## Exercise details
Please reproduce the entries below, switching every "per instance" to "per object" and leaving everything else unchanged. Omit the pictures from your copy.

[Records from a dataset]
+ + + + +
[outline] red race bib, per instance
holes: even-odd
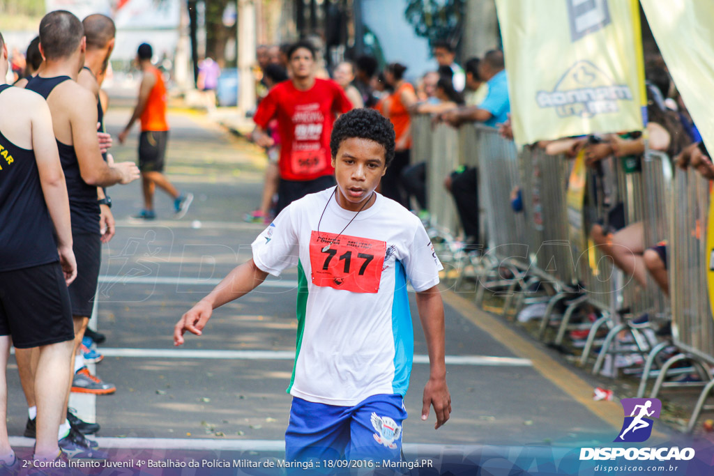
[[[386,250],[387,243],[379,240],[313,231],[313,284],[353,293],[376,293]]]
[[[325,151],[293,151],[290,154],[291,168],[296,175],[310,176],[325,168]]]

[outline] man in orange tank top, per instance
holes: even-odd
[[[158,186],[174,198],[176,217],[182,218],[193,200],[193,193],[180,193],[164,175],[164,156],[169,141],[169,123],[166,122],[168,95],[161,72],[151,64],[151,46],[142,43],[136,52],[136,63],[144,73],[139,86],[139,99],[134,114],[126,127],[119,134],[119,143],[124,143],[134,122],[139,119],[141,133],[139,139],[139,168],[141,171],[144,191],[144,210],[136,218],[153,220],[154,192]]]

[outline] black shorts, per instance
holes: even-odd
[[[168,131],[142,131],[139,136],[139,169],[142,172],[164,171],[168,142]]]
[[[625,203],[618,202],[607,212],[607,220],[600,219],[598,224],[602,226],[603,232],[605,235],[615,233],[625,228]]]
[[[332,175],[326,175],[313,180],[306,181],[281,178],[280,184],[278,186],[278,205],[276,207],[275,213],[279,213],[283,211],[285,207],[296,200],[302,198],[306,195],[321,192],[329,187],[334,187],[336,184],[335,176]]]
[[[69,285],[72,315],[89,318],[94,305],[94,295],[99,280],[101,242],[97,233],[72,231],[72,250],[77,260],[77,277]]]
[[[74,338],[69,294],[59,261],[0,273],[0,335],[19,349]]]

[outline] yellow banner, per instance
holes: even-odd
[[[689,113],[714,153],[714,1],[641,0],[655,41]]]
[[[496,0],[519,144],[640,131],[637,0]]]

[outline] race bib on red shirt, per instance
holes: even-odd
[[[376,293],[386,248],[386,243],[379,240],[313,231],[313,284],[353,293]]]
[[[291,168],[296,175],[310,176],[321,172],[325,168],[324,149],[315,151],[293,150],[290,154]]]

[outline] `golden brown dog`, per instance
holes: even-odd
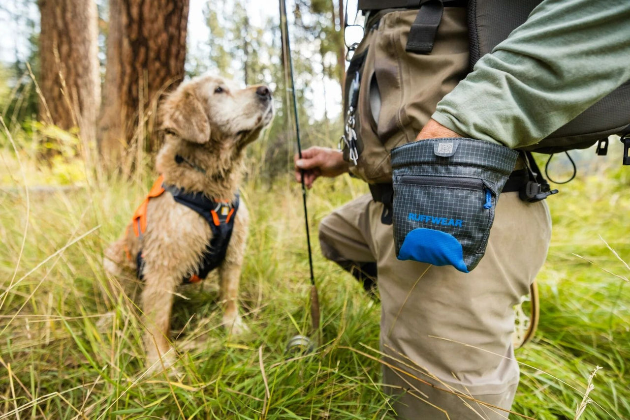
[[[164,144],[156,166],[163,176],[163,185],[216,200],[234,200],[245,147],[256,140],[272,117],[271,93],[266,86],[240,89],[209,76],[182,84],[159,108]],[[147,199],[144,231],[139,223],[137,226],[132,223],[105,251],[105,268],[112,274],[120,274],[121,268],[137,271],[136,256],[141,252],[144,341],[148,366],[154,368],[160,365],[160,358],[166,365],[174,360],[168,338],[173,294],[182,280],[198,268],[213,237],[210,222],[176,202],[174,194],[169,193]],[[239,315],[238,293],[248,219],[241,201],[224,258],[218,266],[223,322],[233,334],[245,328]]]

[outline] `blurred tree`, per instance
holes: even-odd
[[[99,146],[114,169],[132,140],[151,152],[160,96],[184,77],[188,0],[110,0]],[[146,143],[145,143],[146,141]]]
[[[38,118],[64,130],[78,127],[84,144],[93,144],[101,95],[96,4],[89,0],[39,0],[38,6]]]

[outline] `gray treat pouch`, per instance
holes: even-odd
[[[392,150],[394,239],[399,259],[468,273],[486,251],[499,194],[518,152],[444,138]]]

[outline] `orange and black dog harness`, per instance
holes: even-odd
[[[138,237],[142,237],[147,229],[147,207],[149,200],[158,197],[168,191],[173,198],[180,204],[197,212],[205,219],[212,231],[212,237],[206,246],[202,256],[201,261],[197,264],[195,271],[190,276],[185,277],[183,283],[196,283],[205,279],[208,273],[216,268],[223,261],[232,237],[234,229],[234,217],[238,210],[240,201],[237,193],[233,201],[216,200],[208,198],[202,193],[188,193],[183,189],[164,183],[164,178],[161,175],[153,186],[151,187],[147,198],[134,213],[131,225],[134,233]],[[127,258],[132,256],[127,251]],[[135,256],[137,263],[137,274],[138,278],[142,278],[142,270],[144,266],[144,255],[142,249]]]

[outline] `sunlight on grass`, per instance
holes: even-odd
[[[76,163],[42,168],[28,144],[16,142],[23,170],[4,139],[0,150],[0,419],[391,418],[379,387],[380,307],[324,260],[316,235],[324,345],[286,359],[287,341],[310,327],[298,185],[287,178],[265,184],[250,165],[243,197],[255,210],[241,297],[251,331],[237,340],[219,327],[215,276],[182,287],[176,347],[205,344],[180,353],[181,377],[146,376],[138,309],[112,293],[117,280],[101,259],[154,175],[82,179]],[[55,171],[79,174],[65,179]],[[72,188],[39,188],[68,182]],[[630,417],[629,185],[627,170],[611,171],[574,181],[548,200],[554,232],[539,276],[542,318],[534,341],[517,352],[514,411],[577,418],[588,392],[581,420]],[[365,192],[346,177],[319,182],[308,195],[311,231]]]

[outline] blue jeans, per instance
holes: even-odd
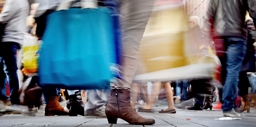
[[[10,101],[13,104],[19,104],[20,96],[17,93],[19,90],[19,81],[17,71],[16,54],[17,51],[20,49],[19,44],[14,42],[2,42],[0,43],[0,63],[3,63],[6,66],[6,73],[9,77],[8,81],[10,96]],[[4,70],[4,64],[0,64],[0,83],[3,85],[5,79],[5,72]],[[2,85],[3,84],[3,85]]]
[[[183,79],[177,80],[176,80],[176,96],[179,96],[182,100],[186,100],[187,93],[188,91],[187,89],[189,85],[189,79]],[[183,84],[181,84],[183,83]],[[181,97],[181,87],[183,85],[183,95]]]
[[[251,85],[251,92],[256,92],[256,77],[252,75],[247,76],[247,77],[249,79],[249,82]]]
[[[246,48],[244,39],[234,37],[225,39],[227,47],[227,71],[226,81],[222,93],[224,111],[230,111],[235,107],[236,91],[239,80],[239,72]]]

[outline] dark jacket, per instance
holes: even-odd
+ + + + +
## Task result
[outline] red race bib, per object
holes: even-odd
[[[386,250],[387,243],[379,240],[313,231],[313,284],[353,293],[376,293]]]
[[[325,151],[293,151],[290,154],[291,168],[296,175],[310,176],[325,168]]]

[outline] man in orange tank top, per object
holes: even-odd
[[[158,186],[174,198],[176,217],[182,218],[193,200],[193,193],[180,193],[164,175],[164,156],[169,141],[169,123],[166,122],[168,95],[161,72],[151,64],[151,46],[142,43],[136,52],[136,63],[144,73],[139,86],[139,99],[134,114],[126,127],[119,134],[119,143],[124,143],[134,122],[139,119],[141,133],[139,139],[139,168],[141,171],[144,191],[144,210],[136,218],[153,220],[154,192]]]

[outline] black shorts, per object
holes: even-odd
[[[168,131],[142,131],[139,136],[139,169],[142,172],[164,171],[168,142]]]
[[[625,203],[618,202],[607,212],[607,220],[600,219],[598,224],[602,226],[603,232],[605,235],[615,233],[625,228]]]
[[[332,175],[326,175],[313,180],[306,181],[281,178],[280,184],[278,186],[278,205],[276,207],[275,213],[279,213],[283,211],[285,207],[296,200],[302,198],[306,195],[321,192],[329,187],[334,187],[336,184],[335,176]]]
[[[69,285],[72,315],[89,318],[94,305],[94,295],[99,280],[101,242],[97,233],[72,231],[72,250],[77,260],[77,277]]]
[[[74,338],[69,294],[59,261],[0,273],[0,335],[19,349]]]

[outline] yellow banner, per object
holes: even-odd
[[[689,113],[714,153],[714,1],[641,0],[655,41]]]
[[[496,0],[519,144],[640,131],[637,0]]]

[outline] race bib on red shirt, per object
holes: even-odd
[[[376,293],[386,248],[386,243],[379,240],[313,231],[313,284],[353,293]]]
[[[291,168],[296,175],[310,176],[321,172],[325,168],[324,149],[315,151],[293,150],[290,154]]]

[outline] `golden brown dog`, per object
holes: even-odd
[[[164,144],[156,166],[163,176],[163,185],[216,200],[234,200],[245,147],[256,140],[272,117],[271,93],[266,86],[240,89],[209,76],[182,84],[159,108]],[[147,199],[144,231],[139,223],[137,226],[132,223],[105,251],[105,268],[112,274],[120,274],[121,268],[137,271],[136,256],[141,252],[144,341],[148,366],[154,368],[160,365],[160,358],[166,365],[174,360],[168,338],[173,294],[182,280],[198,268],[213,237],[210,222],[176,202],[174,194],[169,193]],[[239,315],[238,293],[248,219],[241,201],[224,258],[218,266],[223,322],[233,334],[245,328]]]

[outline] `blurred tree`, per object
holes: even-odd
[[[99,146],[114,169],[132,140],[151,152],[160,96],[184,77],[188,0],[110,0]],[[146,143],[145,143],[146,141]]]
[[[38,118],[64,130],[78,127],[84,144],[93,144],[101,95],[96,4],[89,0],[39,0],[38,6]]]

[outline] `gray treat pouch`, per object
holes: even-odd
[[[392,150],[394,239],[399,259],[468,273],[486,251],[499,194],[518,152],[444,138]]]

[outline] `orange and black dog harness`, per object
holes: even-odd
[[[138,237],[142,237],[147,229],[147,207],[149,200],[158,197],[168,191],[173,198],[180,204],[197,212],[205,219],[212,231],[212,237],[206,246],[202,256],[201,261],[197,264],[195,271],[190,276],[185,277],[183,283],[196,283],[205,279],[208,273],[216,268],[223,261],[232,237],[234,229],[234,217],[238,210],[240,201],[237,193],[233,201],[216,200],[208,198],[202,193],[188,193],[183,189],[164,183],[164,178],[161,175],[153,186],[151,187],[147,198],[134,213],[131,225],[134,233]],[[127,258],[132,256],[127,251]],[[135,256],[137,263],[137,274],[138,278],[142,278],[142,270],[144,266],[144,255],[142,249]]]

[outline] `sunlight on grass`, per object
holes: even-odd
[[[76,163],[42,168],[28,144],[16,142],[23,170],[4,139],[0,150],[0,419],[391,418],[379,387],[380,307],[324,260],[316,235],[324,345],[286,359],[287,341],[310,327],[298,185],[287,178],[265,184],[250,165],[243,197],[255,210],[241,297],[251,331],[237,340],[219,327],[215,276],[182,287],[176,347],[205,344],[180,353],[181,377],[146,376],[138,309],[112,293],[117,280],[101,259],[154,175],[82,179]],[[55,171],[79,174],[65,179]],[[72,188],[39,188],[68,182]],[[630,417],[629,185],[627,170],[611,171],[574,181],[548,200],[554,232],[539,276],[542,318],[534,341],[517,352],[514,411],[577,418],[588,392],[581,420]],[[365,192],[346,177],[319,182],[308,195],[311,231]]]

[outline] blue jeans, per object
holes: even-odd
[[[10,101],[13,104],[19,104],[20,96],[17,93],[19,90],[19,81],[17,71],[16,54],[17,51],[20,49],[19,44],[14,42],[2,42],[0,43],[0,63],[3,63],[6,66],[6,73],[9,77],[8,81],[10,96]],[[4,70],[4,64],[0,64],[0,83],[3,85],[5,79],[5,72]],[[2,85],[3,84],[3,85]]]
[[[183,79],[177,80],[176,80],[176,96],[179,96],[182,100],[186,100],[187,93],[188,91],[187,89],[189,85],[189,79]],[[183,84],[181,84],[183,83]],[[181,97],[181,87],[183,85],[183,95]]]
[[[251,85],[251,92],[256,92],[256,77],[252,75],[247,76],[247,77],[249,79],[249,82]]]
[[[246,48],[244,39],[234,37],[225,39],[227,47],[227,71],[226,81],[222,93],[224,111],[230,111],[235,107],[236,91],[239,80],[239,72]]]

[outline] dark jacket, per object
holes: even-odd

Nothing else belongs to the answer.